* Given task
In the essay on Microsoft's decline below, copy the passage starting with "Greatest Business Stories" and going on through "becoming almost insignificant.", word for word.
### Reading passage
"We've done some good work, but all of these products become obsolete so fast....It will be some finite number of years, and I don't know the number -- before our doom comes." -
Bill Gates (Gross, Daniel.
Greatest Business Stories of All Time 1997)
"The major advances in civilization are processes that all but wreck the societies in which they occur." - A.N. Whitehead
"Based purely on character (or lack of it), I confidently predict that Microsoft is going down." - Robert X. Cringely, "Prisoner of Redmond: Yet Another Way Paul Allen Isn’t Like You or Me"
Microsoft®'s affect on technology and computer users will decline until becoming almost insignificant.
The Past
Virtually all major innovations in computer software have occurred from independant minds thinking outside a narrow corporate goal. Typically the software itself is not the goal, but a means toward it. The mouse and windowed graphical user interface came out of the research department XEROX PARC. Unix came from AT&T Labs. HTML was born to solve issues sharing scientific documents over the early Internet.
Corporations with a goal of inventing and selling exciting new concepts in software have failed to do so. There are successful software companies, but their success was mostly not the result of intentional innovation. Sun Microsystems was created by a group of Unix enthusiasts to profit from their software invention. The invention itself, however, was born elsewhere and not from the goal of profit. Microsoft did not invent the windowing system, yet profit impressively from it. It seems truely bold innovations do not come from motivations of profit.
######
### Information given
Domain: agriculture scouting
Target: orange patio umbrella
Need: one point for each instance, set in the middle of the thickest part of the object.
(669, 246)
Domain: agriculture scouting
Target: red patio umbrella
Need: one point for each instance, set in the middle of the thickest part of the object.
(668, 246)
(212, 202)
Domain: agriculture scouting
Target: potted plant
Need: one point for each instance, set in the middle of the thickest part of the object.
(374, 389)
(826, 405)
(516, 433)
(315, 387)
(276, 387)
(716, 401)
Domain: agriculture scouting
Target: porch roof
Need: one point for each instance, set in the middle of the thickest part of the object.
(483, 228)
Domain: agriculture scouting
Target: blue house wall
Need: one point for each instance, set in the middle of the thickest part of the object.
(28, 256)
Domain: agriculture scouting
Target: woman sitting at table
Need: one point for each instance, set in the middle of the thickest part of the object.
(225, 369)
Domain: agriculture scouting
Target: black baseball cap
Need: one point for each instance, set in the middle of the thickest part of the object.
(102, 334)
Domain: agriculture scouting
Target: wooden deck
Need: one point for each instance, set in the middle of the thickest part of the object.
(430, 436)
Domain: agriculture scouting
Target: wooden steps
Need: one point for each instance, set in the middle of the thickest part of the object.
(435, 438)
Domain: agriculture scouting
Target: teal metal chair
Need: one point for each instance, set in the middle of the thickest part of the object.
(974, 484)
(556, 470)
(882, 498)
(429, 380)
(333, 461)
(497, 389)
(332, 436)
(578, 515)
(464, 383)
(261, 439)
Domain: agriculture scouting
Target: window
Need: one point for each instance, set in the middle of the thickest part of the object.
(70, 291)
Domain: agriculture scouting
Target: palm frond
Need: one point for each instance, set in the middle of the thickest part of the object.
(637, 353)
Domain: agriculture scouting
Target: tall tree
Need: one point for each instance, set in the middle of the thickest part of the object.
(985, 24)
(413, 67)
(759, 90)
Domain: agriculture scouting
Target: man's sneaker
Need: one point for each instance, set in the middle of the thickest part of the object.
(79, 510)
######
* Task solution
Greatest Business Stories of All Time 1997)
"The major advances in civilization are processes that all but wreck the societies in which they occur." - A.N. Whitehead
"Based purely on character (or lack of it), I confidently predict that Microsoft is going down." - Robert X. Cringely, "Prisoner of Redmond: Yet Another Way Paul Allen Isn’t Like You or Me"
Microsoft®'s affect on technology and computer users will decline until becoming almost insignificant.